RECORD EXTRACTS:
※ ※ ※

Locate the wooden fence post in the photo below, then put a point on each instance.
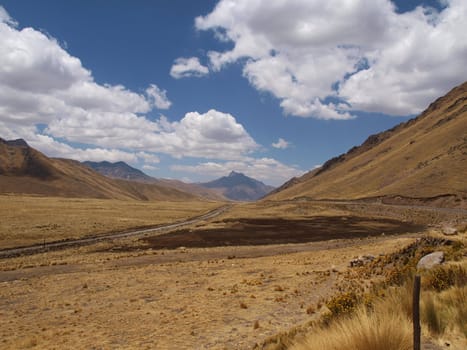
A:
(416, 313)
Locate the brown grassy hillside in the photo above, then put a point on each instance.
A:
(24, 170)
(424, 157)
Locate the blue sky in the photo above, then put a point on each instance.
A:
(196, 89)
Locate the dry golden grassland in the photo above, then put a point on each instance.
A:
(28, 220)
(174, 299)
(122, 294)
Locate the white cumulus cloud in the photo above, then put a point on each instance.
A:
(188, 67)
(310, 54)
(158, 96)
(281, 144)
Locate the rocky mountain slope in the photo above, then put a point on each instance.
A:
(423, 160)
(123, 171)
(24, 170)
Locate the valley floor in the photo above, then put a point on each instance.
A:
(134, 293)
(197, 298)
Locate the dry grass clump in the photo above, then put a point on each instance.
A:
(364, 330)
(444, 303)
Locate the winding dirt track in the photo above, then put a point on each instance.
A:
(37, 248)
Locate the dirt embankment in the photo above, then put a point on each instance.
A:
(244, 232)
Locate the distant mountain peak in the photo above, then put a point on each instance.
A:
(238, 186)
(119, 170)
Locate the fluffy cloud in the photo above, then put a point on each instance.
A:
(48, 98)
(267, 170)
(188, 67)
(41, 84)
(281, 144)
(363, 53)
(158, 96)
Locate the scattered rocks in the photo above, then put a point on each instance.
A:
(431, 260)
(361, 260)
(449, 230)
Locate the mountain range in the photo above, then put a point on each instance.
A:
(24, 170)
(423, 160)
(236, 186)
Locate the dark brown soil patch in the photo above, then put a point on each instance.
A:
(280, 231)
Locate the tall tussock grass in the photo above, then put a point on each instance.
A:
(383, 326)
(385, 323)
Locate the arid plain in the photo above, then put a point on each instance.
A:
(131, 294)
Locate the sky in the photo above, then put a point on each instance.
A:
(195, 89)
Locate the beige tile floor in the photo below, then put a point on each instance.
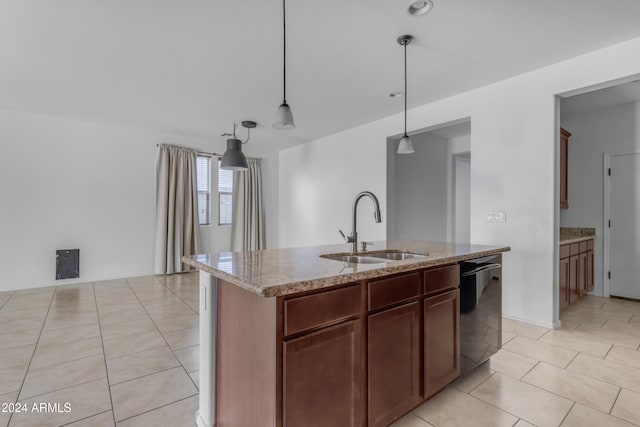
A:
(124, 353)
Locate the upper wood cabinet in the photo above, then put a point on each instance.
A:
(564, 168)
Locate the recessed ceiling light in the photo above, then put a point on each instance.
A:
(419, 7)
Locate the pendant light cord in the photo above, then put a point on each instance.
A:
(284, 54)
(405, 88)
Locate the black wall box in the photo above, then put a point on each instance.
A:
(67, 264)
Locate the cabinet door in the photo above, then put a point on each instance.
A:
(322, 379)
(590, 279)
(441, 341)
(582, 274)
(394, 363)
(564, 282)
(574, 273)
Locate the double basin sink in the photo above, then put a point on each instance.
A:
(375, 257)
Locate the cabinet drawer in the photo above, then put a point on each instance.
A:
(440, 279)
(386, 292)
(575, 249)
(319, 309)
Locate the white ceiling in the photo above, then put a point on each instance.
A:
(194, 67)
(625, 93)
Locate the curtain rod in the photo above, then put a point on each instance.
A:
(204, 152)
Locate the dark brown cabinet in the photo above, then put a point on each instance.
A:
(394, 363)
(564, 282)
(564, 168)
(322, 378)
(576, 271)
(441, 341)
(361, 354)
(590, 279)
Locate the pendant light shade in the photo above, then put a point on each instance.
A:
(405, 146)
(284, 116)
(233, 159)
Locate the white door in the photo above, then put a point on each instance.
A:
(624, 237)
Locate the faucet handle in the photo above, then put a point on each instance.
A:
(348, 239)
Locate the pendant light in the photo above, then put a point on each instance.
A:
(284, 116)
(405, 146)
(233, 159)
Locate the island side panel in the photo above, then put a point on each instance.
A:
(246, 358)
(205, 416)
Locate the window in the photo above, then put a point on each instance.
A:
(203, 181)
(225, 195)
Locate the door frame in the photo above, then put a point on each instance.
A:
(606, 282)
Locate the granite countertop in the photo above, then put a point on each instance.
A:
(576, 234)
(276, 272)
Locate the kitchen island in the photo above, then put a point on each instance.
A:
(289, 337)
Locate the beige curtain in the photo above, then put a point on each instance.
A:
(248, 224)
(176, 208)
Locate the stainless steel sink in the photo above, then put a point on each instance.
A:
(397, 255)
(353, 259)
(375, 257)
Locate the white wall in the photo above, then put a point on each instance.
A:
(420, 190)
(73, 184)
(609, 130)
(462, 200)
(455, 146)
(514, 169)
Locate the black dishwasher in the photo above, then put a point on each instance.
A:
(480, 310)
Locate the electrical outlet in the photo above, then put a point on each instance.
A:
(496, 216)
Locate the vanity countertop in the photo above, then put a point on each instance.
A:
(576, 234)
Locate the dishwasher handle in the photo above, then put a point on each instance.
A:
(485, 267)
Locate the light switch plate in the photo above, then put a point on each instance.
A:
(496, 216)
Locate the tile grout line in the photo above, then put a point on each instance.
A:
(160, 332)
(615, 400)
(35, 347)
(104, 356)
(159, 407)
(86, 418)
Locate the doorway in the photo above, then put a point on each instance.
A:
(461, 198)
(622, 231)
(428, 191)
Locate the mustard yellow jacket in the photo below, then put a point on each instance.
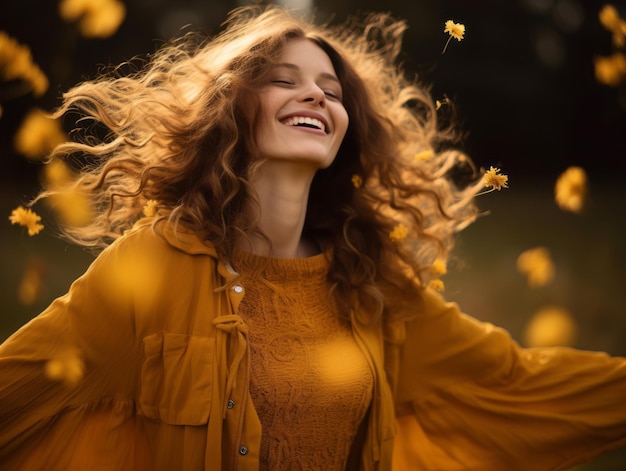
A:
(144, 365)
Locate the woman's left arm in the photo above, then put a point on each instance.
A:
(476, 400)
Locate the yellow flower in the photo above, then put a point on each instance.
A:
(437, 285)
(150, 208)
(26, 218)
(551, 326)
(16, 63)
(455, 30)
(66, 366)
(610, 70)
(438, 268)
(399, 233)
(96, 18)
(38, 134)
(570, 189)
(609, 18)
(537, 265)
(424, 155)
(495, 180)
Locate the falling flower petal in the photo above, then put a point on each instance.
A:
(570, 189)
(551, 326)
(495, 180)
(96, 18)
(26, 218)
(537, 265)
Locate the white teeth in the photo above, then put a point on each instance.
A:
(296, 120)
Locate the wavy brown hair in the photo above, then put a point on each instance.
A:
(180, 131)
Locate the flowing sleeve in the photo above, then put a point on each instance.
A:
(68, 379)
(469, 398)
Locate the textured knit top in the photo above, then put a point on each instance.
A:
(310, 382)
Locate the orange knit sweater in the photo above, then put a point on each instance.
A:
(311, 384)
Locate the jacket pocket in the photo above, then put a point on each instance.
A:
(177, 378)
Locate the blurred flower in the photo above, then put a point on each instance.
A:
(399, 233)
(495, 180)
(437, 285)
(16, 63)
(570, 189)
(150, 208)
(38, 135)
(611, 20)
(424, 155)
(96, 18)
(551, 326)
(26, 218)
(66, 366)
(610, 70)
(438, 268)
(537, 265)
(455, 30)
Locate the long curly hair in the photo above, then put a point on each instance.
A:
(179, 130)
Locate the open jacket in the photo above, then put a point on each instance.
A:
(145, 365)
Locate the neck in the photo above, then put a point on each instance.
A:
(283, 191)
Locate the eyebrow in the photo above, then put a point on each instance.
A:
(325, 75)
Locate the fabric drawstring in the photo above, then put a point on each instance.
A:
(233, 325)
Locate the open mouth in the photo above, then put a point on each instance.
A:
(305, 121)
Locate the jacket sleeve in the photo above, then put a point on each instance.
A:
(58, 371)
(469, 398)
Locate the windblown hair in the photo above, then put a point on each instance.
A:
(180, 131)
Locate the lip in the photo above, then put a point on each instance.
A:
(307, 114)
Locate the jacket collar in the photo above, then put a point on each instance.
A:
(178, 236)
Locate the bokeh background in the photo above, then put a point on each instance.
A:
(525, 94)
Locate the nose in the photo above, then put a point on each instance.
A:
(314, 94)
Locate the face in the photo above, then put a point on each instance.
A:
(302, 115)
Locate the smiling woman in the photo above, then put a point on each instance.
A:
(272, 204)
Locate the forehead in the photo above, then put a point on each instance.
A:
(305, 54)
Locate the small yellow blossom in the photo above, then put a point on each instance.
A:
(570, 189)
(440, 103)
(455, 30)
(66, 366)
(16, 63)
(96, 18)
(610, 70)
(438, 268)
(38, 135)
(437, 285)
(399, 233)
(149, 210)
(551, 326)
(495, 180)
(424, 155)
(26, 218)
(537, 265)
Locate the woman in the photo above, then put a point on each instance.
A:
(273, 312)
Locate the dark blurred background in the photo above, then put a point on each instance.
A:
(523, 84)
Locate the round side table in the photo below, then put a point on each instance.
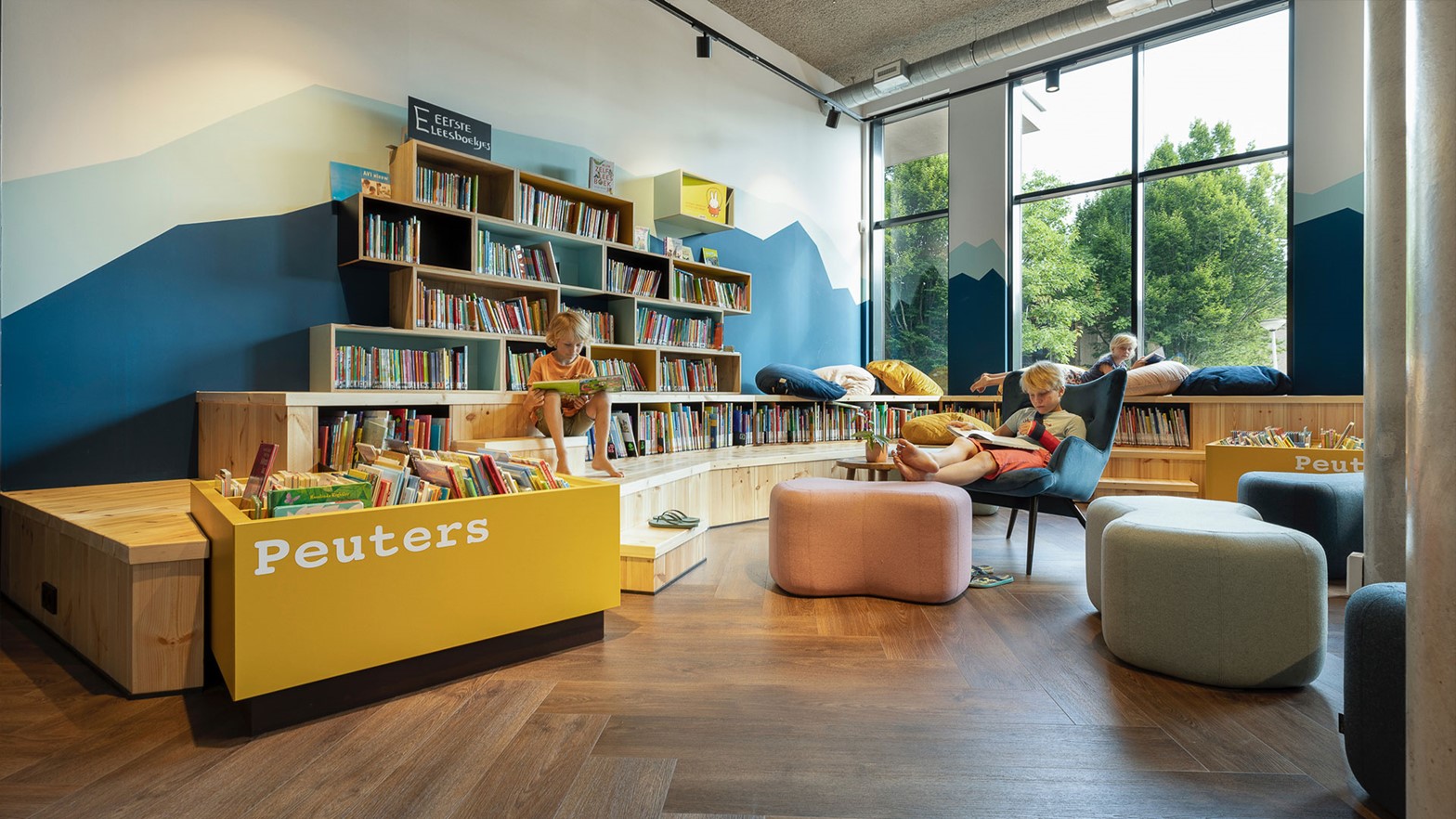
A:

※ ※ ※

EXERCISE AIM: Output should consist of the lines above from the one with "Locate the dishwasher" down to the one with "Locate the woman's", exact and without pictures.

SOLUTION FOR THIS TASK:
Locate the dishwasher handle in the photo above, then put a point on each instance.
A:
(485, 267)
Locate the light switch plate in the photo above, then put a point on each instance.
A:
(496, 216)
Locate the tile grout line in the photo above, then put a point on each instance.
A:
(160, 332)
(615, 400)
(35, 347)
(104, 356)
(159, 407)
(86, 418)
Locate the doorway in the photo above, then put a point on each instance.
A:
(461, 198)
(622, 231)
(428, 191)
Locate the mustard yellow jacket in the photo below, then put a point on each instance.
A:
(144, 365)
Locate the woman's left arm in the photo above, then put a point on each instance.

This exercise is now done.